Эти статьи давали новое развитие взглядам Даниила Бернулли, члена Петербургской академии наук.
Бернулли первым указал на то, что теплота есть внешнее проявление колебательного движения отдельных молекул. Молекулы, следовательно, обладали скоростью. Все — одинаковой. Клаузиус первый высказал мысль о том, что эти скорости могут быть разными.
Но разные скорости — это гигантская трудность в формулировании газовых законов. Ведь немыслимо записывать эти законы для каждой отдельной молекулы! И Клаузиус приходит к понятию «средней» скорости молекул, точнее — средней кинетической энергии молекул.
Клаузиус, сказав «а», не говорил «б».
Можно ли переделать формулы кинетической теории таким образом, чтобы учесть различие между скоростями молекул, учесть каждую отдельную молекулу? Конечно, нельзя! Но всегда можно математически точно выразить, насколько вероятно существование в газе при определенной температуре молекул с именно такой скоростью и какую часть от общего числа будут составлять молекулы с такой скоростью или близкой к ней. Существовавшая уже к тому времени теория вероятностей позволяла, например, вычислить вероятность попадания пули в мишень или вероятность проживания, например, в Лондоне мужчин именно такого роста. Эта возможность — и попадания пули в мишень, и наличия в Лондоне людей такого-то роста, и наличие в газе молекул с такой-то скоростью — описывалась однотипной кривой, имеющей форму колокола. Вершина ее соответствовала и «яблочку» мишени, и самому что ни на есть часто встречающемуся мужскому росту в Лондоне того времени: 168 сантиметров, и наиболее вероятной в данном газе скорости молекулы.

* Полученные записи *
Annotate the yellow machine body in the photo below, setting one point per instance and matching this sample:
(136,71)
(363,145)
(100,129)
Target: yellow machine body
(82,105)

* Что сделать *
Перепишите часть отрывка о скоростях молекул от слов «Эти статьи давали» до слов «могут быть разными.» включительно, изменив в ней «колебательного движения» на «беспорядочного движения». Опирайтесь только на отрывок.

* Ответ на задание *
Эти статьи давали новое развитие взглядам Даниила Бернулли, члена Петербургской академии наук.
Бернулли первым указал на то, что теплота есть внешнее проявление беспорядочного движения отдельных молекул. Молекулы, следовательно, обладали скоростью. Все — одинаковой. Клаузиус первый высказал мысль о том, что эти скорости могут быть разными.